▶ AVAILABLE DATA
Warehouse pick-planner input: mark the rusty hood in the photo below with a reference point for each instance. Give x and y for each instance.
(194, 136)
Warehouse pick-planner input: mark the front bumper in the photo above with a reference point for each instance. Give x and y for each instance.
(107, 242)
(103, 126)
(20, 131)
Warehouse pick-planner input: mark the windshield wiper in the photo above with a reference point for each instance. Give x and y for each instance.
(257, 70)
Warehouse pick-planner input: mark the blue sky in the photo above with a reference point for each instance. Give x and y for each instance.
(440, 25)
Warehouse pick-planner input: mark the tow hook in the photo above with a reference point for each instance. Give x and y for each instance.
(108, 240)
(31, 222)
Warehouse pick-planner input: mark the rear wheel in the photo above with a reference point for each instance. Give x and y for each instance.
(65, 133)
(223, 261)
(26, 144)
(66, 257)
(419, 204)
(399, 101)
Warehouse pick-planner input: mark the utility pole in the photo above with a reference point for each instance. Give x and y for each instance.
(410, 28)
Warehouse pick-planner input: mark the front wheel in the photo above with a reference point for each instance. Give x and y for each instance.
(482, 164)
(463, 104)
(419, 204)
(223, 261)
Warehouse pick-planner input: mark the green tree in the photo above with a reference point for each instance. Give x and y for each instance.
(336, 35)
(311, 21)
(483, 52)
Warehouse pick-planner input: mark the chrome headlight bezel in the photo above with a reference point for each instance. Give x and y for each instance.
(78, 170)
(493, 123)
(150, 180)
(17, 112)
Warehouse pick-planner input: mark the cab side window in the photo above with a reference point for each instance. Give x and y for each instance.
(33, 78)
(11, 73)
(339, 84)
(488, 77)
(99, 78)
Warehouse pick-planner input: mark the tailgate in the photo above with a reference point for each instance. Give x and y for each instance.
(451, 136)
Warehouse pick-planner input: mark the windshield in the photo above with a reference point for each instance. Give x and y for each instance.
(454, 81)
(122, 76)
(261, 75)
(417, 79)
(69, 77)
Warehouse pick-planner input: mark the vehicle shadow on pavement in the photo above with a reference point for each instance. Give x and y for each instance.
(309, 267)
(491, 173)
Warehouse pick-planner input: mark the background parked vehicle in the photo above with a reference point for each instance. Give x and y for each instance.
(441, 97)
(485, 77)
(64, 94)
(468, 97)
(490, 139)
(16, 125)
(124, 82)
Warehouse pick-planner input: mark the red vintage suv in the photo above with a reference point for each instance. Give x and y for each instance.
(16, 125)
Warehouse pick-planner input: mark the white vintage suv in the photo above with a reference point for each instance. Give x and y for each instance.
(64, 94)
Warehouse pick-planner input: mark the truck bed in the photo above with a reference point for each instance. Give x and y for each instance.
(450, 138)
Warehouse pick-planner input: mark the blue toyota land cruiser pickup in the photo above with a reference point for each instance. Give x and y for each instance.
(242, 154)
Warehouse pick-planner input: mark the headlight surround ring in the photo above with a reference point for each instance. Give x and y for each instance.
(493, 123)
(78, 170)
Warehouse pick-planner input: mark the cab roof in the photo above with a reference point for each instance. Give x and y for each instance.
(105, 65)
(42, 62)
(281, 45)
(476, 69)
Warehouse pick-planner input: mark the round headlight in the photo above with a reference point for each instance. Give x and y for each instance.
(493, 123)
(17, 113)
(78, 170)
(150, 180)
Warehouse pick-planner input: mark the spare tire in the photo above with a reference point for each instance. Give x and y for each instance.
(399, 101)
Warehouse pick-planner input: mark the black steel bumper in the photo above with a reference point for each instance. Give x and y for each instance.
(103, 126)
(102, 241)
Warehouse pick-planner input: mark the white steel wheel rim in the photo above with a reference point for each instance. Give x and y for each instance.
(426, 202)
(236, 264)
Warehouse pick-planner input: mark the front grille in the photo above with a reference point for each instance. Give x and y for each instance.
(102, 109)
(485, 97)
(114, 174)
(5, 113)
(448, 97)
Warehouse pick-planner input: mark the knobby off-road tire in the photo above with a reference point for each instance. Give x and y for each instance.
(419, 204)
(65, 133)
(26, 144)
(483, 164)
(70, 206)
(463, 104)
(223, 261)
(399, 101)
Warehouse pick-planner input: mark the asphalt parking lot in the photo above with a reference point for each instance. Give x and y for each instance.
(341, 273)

▶ WRITTEN PROBLEM
Copy every line of the listing above word for word, from the first line through the last.

▶ RESULT
Warehouse pick-planner input: mark the rusty hood in the photo below with a reference point for each instance. Give x and y for each instance.
(194, 136)
Warehouse pick-planner input: mark the front bumper in the photo above with a reference point for each instance. Give x and y for each instance.
(107, 242)
(103, 126)
(20, 131)
Warehouse pick-planner input: mark the windshield wiper in the photo above with a reference point for each instance. Give x and y for each instance.
(257, 70)
Warehouse pick-planner input: mark the blue sky in the photo above with a reference point for each instance. Give x and y for each instance.
(440, 25)
Warehouse pick-planner input: mark the tow hook in the photo above with a reference point for each instance. Give x and y for each instance.
(108, 240)
(31, 222)
Warehouse pick-planner input: mark the rear wheel in the photo above with a reference point for each instance. Give x and y for each instance.
(65, 133)
(223, 261)
(26, 144)
(66, 257)
(419, 204)
(399, 101)
Warehouse pick-planner input: mark the utility pole in the photo above with a reference point for each instance. Give x and y for each instance.
(410, 28)
Warehouse pick-planner input: mark the front wheel in the photo above with a reference point for each instance. Give x and y for each instance.
(482, 164)
(463, 104)
(419, 204)
(223, 261)
Warehouse pick-planner input: mark the green tree in the photo above with a reference point for each instance. Give x and y for each instance.
(336, 35)
(311, 21)
(483, 52)
Warehouse pick-planner input: mark the chrome headlight bezel in the photo above with a reference point for each instance. Give x and y for each instance.
(78, 170)
(493, 123)
(150, 180)
(17, 112)
Warehouse pick-planner input: mark the cab side window in the photo above with a reference point for each instance. Give x and y for each instance.
(33, 78)
(11, 73)
(339, 84)
(488, 77)
(99, 78)
Warehouse pick-planner input: mark the tailgate in the photo above with a reference point for each instance. Give x and y for each instance.
(451, 136)
Warehouse pick-planner input: mark the windshield in the photo above with a reference point for each instance. Give x and y for each instance.
(454, 81)
(122, 76)
(261, 75)
(417, 79)
(69, 77)
Warehouse pick-planner input: mark the vehicle shadow on pavement in the photo above with a reference point for each instance. Give x and y for each instance.
(309, 267)
(491, 173)
Warehouse pick-planner input: mark the background parked vehicle in the photo above with a reference point for each instance. Give x and y for each instance.
(441, 97)
(485, 77)
(64, 94)
(468, 97)
(490, 139)
(16, 125)
(124, 82)
Warehouse pick-planner input: mark the red vintage suv in the photo above with a reference point for each instance. Give x and y for each instance.
(16, 125)
Warehouse pick-planner input: mark the white vintage suv in the photo above with a reference point for each instance. Give x and y for each instance.
(64, 94)
Warehouse pick-planner input: mark the truck bed in the photo above with a reference point for each instance. Give x and y for each instance.
(450, 138)
Warehouse pick-planner input: mark the blue toyota land cruiser pickup in the photo above with a reference point for each instance. Give x and y for each instance.
(242, 154)
Warehouse pick-planner input: mark the headlight surround ring in the photo above with a reference point for each instance. Give x and y for each instance.
(493, 123)
(78, 170)
Warehouse pick-planner input: mark the cab roof in the photo above with a reference point for each instance. Give x and y for each instance.
(105, 65)
(42, 62)
(281, 45)
(476, 69)
Warehouse pick-planner input: mark the round headlight in the photo above with a reference point for each instance. Give x and y for each instance.
(493, 123)
(17, 113)
(78, 170)
(150, 180)
Warehouse pick-planner input: mark the spare tire in the photo above with a reference point for each instance. Give x and y for each instance.
(399, 101)
Warehouse pick-planner input: mark the black steel bumper in the photo above with a reference point for each instance. Give x and y for each instance.
(103, 126)
(102, 241)
Warehouse pick-planner input: mark the white steel wheel rim in the photo above with a reference point for each instance. Give x and y for each instance.
(426, 202)
(236, 264)
Warehouse pick-planner input: mark the front grille in the photo above with a reference point for each instance. Give x and y for each instance.
(102, 109)
(485, 97)
(114, 174)
(5, 113)
(448, 97)
Warehouse pick-planner input: mark the knobby off-road tire in the photo above with a reference point for each instance. Give x and y for each instance.
(419, 204)
(65, 133)
(26, 144)
(483, 164)
(70, 206)
(463, 104)
(223, 261)
(399, 101)
Warehouse pick-planner input: mark the asphalt parking lot in the photo above with a reference point for each instance. Give x and y for each instance.
(341, 273)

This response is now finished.